Texto de lectura ::
· · · · · · ·

1.
Segunda mitad de los noventa, Feria del Libro. En ese entonces yo todavía no vivía en Buenos Aires y como mi cumpleaños cae más o menos en esa fecha, me venía a comprar libros y a dar vueltas por los pasillos de la Rural hasta que me mareaba. Paraba en un hotelcito de Callao casi Corrientes, un solo piso infinito, y apilaba libros en la cama para hacer trinchera. En uno de esos años uno de mis propósitos fue buscar libros de Marcelo Cohen. Había leído en Página/12 una entrevista, si mal no recuerdo por la salida de El testamento de O'Jaral, y desde ese momento y para siempre, me había quedado la sensación de que lo que decía era cierto en un nivel poco frecuentado: no era provocador, era amable; no tenía la prepotencia de lo original, tenía la afable camaradería de lo curioso.
Ahí fuimos, entonces, por los pasillos de la Feria.

· · · · · · ·

Datos del ejercicio ::

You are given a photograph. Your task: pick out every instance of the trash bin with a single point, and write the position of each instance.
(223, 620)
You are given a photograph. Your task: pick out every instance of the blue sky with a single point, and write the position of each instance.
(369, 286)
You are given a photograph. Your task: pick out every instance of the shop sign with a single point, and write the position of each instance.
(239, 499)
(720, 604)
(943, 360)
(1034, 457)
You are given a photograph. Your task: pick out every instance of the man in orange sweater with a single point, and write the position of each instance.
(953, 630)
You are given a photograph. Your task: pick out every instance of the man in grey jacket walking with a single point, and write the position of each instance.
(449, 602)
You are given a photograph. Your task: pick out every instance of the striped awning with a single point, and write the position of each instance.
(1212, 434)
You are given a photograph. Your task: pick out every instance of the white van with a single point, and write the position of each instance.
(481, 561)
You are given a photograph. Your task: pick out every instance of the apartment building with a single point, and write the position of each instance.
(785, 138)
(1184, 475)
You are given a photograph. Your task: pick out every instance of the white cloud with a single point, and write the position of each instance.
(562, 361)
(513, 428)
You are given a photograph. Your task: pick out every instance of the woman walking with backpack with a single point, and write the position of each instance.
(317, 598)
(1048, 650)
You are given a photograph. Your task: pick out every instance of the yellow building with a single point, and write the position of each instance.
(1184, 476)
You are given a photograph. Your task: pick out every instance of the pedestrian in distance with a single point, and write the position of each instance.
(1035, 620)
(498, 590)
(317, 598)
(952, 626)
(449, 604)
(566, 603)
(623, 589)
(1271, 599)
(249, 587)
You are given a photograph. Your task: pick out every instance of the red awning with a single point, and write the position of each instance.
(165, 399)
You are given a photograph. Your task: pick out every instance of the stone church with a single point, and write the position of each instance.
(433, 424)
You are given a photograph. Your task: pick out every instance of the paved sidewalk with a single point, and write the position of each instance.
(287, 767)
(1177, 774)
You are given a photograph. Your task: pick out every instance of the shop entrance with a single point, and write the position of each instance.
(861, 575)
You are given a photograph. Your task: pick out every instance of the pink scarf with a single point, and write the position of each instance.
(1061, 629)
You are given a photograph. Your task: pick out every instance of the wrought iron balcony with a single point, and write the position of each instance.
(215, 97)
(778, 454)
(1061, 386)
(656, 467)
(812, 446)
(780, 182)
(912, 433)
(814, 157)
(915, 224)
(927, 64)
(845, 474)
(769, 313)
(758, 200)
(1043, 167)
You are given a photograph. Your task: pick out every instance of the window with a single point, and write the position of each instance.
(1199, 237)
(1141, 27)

· · · · · · ·

Trabajo requerido ::
Extrae del texto sobre la Feria del Libro el fragmento que va desde "Segunda mitad de" hasta "de lo curioso.", copiándolo sin cambios.

Respuesta ::
Segunda mitad de los noventa, Feria del Libro. En ese entonces yo todavía no vivía en Buenos Aires y como mi cumpleaños cae más o menos en esa fecha, me venía a comprar libros y a dar vueltas por los pasillos de la Rural hasta que me mareaba. Paraba en un hotelcito de Callao casi Corrientes, un solo piso infinito, y apilaba libros en la cama para hacer trinchera. En uno de esos años uno de mis propósitos fue buscar libros de Marcelo Cohen. Había leído en Página/12 una entrevista, si mal no recuerdo por la salida de El testamento de O'Jaral, y desde ese momento y para siempre, me había quedado la sensación de que lo que decía era cierto en un nivel poco frecuentado: no era provocador, era amable; no tenía la prepotencia de lo original, tenía la afable camaradería de lo curioso.